§ **SELECTED EXCERPT**
════════════════

The new “Straight Outta Compton” N.W.A. movie has made Dr. Dre’s extreme violence against women a renewed topic of discussion. Why? Because the film conveniently chose to ignore this part of the group’s history.
That was a tactic that may have worked back in the 90s, but not so much now. Last week, Gawker published an article titled “Remember When Dr. Dre Bashed a Female Journalist’s Face Against a Wall?” Then, a Digital Music News’ article from last year, “In 1991, Apple Executive Andre Young Brutally Attacked a Defenseless Woman In an LA Nightclub,” climbed to the front page of Reddit. The article drew hundreds of thousands of views and hundreds of comments on Sunday night.
Not only did Dr. Dre violently attack MTV host Dee Barnes and gloat about it, he also attacked Michel’le so viciously she needed plastic surgery.
So how is Apple responding to this attention on one of their top executives? They’re heavily promoting Dr. Dre’s Beats 1 radio show and exclusively premiering his new album, “Compton”, on Apple Music this week.

════════════════

§ **EXERCISE REQUIREMENTS**
1) List every title that appears in quotation marks in the piece on Dr. Dre and Apple.
2) Write the next paragraph of the piece on Dr. Dre and Apple, following on from its last sentence.

§ **RECORD EXCERPTS**
════════════════

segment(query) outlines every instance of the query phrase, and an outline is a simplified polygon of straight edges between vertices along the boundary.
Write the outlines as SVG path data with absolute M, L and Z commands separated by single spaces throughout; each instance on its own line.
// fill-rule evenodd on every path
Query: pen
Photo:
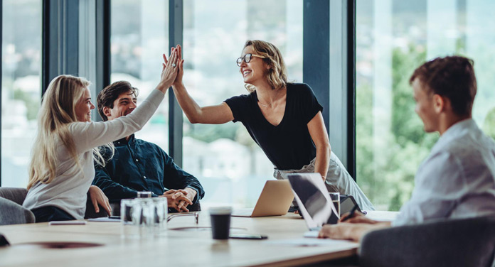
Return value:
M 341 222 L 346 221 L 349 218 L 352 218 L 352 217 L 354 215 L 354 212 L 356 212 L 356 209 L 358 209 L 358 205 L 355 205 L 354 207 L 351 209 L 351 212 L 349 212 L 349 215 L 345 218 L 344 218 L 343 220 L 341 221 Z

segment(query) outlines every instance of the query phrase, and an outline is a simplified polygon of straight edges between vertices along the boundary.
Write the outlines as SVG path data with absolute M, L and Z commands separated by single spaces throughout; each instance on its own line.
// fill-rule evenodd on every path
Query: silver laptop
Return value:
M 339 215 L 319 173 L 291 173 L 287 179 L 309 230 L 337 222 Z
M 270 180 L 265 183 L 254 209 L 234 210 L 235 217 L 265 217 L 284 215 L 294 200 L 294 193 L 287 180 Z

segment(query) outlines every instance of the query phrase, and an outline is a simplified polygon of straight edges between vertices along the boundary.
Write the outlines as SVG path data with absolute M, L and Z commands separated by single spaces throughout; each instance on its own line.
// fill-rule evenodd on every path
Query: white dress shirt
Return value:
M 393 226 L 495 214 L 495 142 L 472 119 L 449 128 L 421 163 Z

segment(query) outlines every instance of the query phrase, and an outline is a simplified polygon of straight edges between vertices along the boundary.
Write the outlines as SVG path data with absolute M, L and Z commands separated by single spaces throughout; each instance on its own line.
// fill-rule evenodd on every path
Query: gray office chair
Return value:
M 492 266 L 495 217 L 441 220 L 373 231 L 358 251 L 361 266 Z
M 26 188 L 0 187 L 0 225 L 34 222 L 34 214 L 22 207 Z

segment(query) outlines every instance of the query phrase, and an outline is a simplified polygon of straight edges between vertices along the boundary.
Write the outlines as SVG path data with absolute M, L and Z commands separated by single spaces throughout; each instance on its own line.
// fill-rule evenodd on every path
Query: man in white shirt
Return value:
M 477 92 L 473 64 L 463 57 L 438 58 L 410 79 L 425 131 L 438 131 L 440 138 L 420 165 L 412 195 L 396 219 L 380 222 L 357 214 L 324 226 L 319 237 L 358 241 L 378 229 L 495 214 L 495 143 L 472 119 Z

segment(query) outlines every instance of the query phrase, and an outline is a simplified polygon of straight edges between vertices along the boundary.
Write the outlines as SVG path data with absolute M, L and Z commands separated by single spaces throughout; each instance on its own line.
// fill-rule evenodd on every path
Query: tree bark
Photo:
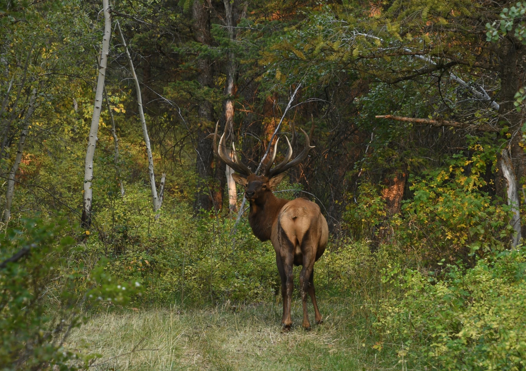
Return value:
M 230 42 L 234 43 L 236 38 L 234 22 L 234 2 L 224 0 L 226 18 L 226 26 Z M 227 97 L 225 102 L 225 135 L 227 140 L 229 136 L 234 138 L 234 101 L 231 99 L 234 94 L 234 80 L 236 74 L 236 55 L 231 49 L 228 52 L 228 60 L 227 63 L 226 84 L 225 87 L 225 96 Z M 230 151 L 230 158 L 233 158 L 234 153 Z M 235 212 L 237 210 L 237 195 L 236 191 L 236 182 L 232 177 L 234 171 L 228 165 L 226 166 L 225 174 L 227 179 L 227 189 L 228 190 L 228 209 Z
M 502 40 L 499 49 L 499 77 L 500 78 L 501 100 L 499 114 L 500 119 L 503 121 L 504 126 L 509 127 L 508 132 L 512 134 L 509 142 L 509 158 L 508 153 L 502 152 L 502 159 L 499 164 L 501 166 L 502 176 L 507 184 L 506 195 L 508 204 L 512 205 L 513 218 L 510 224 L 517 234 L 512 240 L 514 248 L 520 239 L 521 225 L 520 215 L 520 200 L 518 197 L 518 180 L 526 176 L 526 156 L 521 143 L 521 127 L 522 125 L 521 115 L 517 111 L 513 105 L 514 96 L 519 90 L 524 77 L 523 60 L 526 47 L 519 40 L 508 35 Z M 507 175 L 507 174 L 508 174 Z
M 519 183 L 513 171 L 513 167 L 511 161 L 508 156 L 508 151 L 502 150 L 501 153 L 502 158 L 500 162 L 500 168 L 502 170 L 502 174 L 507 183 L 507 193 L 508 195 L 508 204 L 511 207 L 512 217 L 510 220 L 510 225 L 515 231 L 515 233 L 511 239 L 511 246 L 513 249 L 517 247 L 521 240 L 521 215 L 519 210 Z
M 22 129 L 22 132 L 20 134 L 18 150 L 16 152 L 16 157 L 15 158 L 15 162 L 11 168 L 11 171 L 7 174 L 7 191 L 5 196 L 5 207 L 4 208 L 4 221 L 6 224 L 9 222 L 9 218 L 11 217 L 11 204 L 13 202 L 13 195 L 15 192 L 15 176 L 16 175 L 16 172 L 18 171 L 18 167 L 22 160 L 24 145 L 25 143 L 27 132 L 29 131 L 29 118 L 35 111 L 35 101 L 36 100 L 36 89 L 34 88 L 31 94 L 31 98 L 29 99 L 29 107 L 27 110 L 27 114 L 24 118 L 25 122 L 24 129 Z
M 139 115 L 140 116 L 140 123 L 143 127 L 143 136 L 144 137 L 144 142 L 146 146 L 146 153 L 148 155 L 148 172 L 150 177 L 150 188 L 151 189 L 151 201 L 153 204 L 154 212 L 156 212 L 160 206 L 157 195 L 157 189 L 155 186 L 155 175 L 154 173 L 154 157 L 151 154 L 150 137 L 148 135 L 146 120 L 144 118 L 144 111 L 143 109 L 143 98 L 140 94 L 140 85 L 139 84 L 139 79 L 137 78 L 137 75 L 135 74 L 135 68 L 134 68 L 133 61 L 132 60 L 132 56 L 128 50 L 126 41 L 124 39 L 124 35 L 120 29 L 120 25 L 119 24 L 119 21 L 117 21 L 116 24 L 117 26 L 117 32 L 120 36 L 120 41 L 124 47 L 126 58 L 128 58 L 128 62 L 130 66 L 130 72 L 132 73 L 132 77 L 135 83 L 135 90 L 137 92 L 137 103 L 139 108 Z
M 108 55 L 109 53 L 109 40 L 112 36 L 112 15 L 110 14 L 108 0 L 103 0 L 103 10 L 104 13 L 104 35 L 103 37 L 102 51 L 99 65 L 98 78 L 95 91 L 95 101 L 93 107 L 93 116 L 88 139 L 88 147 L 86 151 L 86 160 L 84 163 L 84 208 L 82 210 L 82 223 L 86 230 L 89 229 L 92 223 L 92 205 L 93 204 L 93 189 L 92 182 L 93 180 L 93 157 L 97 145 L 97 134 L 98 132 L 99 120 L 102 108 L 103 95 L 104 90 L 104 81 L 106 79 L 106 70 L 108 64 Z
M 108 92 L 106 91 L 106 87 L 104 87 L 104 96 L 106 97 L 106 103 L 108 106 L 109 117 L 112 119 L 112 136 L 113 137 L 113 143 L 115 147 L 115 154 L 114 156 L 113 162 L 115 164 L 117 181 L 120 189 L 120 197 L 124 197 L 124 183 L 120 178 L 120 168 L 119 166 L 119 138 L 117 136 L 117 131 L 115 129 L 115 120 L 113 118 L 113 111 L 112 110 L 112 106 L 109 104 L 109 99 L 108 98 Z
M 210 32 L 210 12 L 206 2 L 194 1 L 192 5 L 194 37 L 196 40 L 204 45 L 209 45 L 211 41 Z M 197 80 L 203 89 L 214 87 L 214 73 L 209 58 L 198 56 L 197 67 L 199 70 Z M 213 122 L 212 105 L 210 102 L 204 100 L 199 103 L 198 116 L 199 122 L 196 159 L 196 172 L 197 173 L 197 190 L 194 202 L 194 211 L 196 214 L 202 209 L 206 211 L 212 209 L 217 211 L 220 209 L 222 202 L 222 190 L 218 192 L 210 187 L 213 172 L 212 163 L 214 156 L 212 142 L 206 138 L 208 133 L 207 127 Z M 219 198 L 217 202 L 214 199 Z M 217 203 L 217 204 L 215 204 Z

════════════════

§ **RESULTS OF THE TASKS**
1)
"Straight Outta Compton"
"Remember When Dr. Dre Bashed a Female Journalist's Face Against a Wall?"
"In 1991, Apple Executive Andre Young Brutally Attacked a Defenseless Woman In an LA Nightclub"
"Compton"

2)
Maybe Apple just needs someone to straight up ask them what they think about Dr. Dre’s numerous violent assaults on women. I reached out to Kristin Huguet, Apple’s Manager of Corporate Communications, and received no response. I also reached out to Apple’s entire media department. Again, no response.
Bad press doesn’t seem to bother Apple. Do we need Taylor Swift to write an open letter before they’ll give a shit? I don’t expect Apple to fire Dr. Dre, but I expect more than silence from a company that prides itself on being progressive.
Tim Cook, Eddy Cue, Ian Rogers, Jimmy Iovine, Trent Reznor, and Zane Lowe are all benefitting from ignoring these extreme acts of violence. It seems like their own careers are more important than the pain and suffering these women went through.
Would things be any different if Apple Music had any senior female executives?